## Work task
Return the complete listing that follows, with each line reproduced exactly.
┄┄┄┄┄┄
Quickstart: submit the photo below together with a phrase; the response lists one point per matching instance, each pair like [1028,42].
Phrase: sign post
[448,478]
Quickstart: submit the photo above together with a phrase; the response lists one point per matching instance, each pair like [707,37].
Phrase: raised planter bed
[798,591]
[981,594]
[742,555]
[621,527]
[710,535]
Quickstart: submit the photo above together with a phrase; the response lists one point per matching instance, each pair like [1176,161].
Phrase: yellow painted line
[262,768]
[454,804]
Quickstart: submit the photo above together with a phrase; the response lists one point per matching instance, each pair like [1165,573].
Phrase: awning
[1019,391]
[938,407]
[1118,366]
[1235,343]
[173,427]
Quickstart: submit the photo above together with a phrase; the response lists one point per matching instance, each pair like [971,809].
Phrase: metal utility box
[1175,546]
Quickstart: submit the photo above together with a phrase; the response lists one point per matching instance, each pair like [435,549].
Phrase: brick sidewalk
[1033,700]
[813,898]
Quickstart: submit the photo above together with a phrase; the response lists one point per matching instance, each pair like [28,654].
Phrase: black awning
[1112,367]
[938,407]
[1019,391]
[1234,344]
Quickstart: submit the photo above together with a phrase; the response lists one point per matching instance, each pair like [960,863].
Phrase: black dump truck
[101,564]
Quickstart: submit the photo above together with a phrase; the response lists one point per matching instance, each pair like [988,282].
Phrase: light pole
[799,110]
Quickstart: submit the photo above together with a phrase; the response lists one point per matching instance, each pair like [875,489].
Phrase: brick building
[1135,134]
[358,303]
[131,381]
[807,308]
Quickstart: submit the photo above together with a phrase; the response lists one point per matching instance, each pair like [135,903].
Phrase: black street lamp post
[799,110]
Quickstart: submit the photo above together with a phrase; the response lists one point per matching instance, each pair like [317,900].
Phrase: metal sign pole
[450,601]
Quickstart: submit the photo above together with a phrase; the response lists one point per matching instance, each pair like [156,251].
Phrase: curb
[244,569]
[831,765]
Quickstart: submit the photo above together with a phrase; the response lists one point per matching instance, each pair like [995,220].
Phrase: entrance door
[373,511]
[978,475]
┄┄┄┄┄┄
## Exercise solution
Quickstart: submit the photo below together with a phrase; the response lists one point per matching instance, each pair like [1028,42].
Phrase: sign post
[448,478]
Quickstart: submit the photo above together with a phrase; the response lists one point per matching instance, each pair like [707,37].
Phrase: raised planter bed
[798,591]
[981,594]
[742,555]
[621,527]
[710,535]
Quickstart: submit the photo above together with a phrase; the response lists one point per matching instance, each pair like [1176,161].
Phrase: yellow painted line
[262,768]
[454,804]
Quickstart: submit the photo above together with a phrase; the response lists one point per matching instance, each pair like [1165,573].
Phrase: awning
[1019,391]
[938,407]
[1118,366]
[1235,343]
[173,427]
Quickstart: submit the photo above together with a phrase; the response lists one point per matching instance, each pair like [971,809].
Phrase: metal utility box
[1175,546]
Quickstart: submit the photo above together with a phrase; the response lists one point per matching instance, each pair like [435,549].
Phrase: brick sidewalk
[1033,700]
[813,898]
Quickstart: submit the photo above together with a phrase; the response lists one point per matching instance, each pair like [28,654].
Phrase: black awning
[1112,367]
[938,407]
[1019,391]
[1234,344]
Quickstart: submit the photo above together with a phrase; the response lists one point per matching instance, each pair like [960,863].
Phrase: black dump truck
[101,564]
Quickstart: submit the photo above together with a phrase; the response lists one point per matching instance, each pair like [988,282].
Phrase: light pole
[799,110]
Quickstart: submit the photo above together with a phrase; the response lists one point per matching instance, each pair like [875,489].
Phrase: brick building
[1135,134]
[358,303]
[131,381]
[807,308]
Quickstart: submit the photo above together with a phrase; the response lists one point per matching instance, each pair like [135,903].
Phrase: black street lamp post
[799,110]
Quickstart: submit the photo above together with a phrase; the response lists one point per matching instance, each pair like [317,900].
Phrase: metal sign pole
[450,601]
Quickstart: submit the photo above together with a phrase; the response lists one point per matching instance, each pair like [156,251].
Phrase: curb
[244,569]
[831,765]
Quickstart: submit the photo above together with a phrase; the response lists one point per matching instance, each pair like [995,220].
Phrase: entrance door
[373,511]
[978,475]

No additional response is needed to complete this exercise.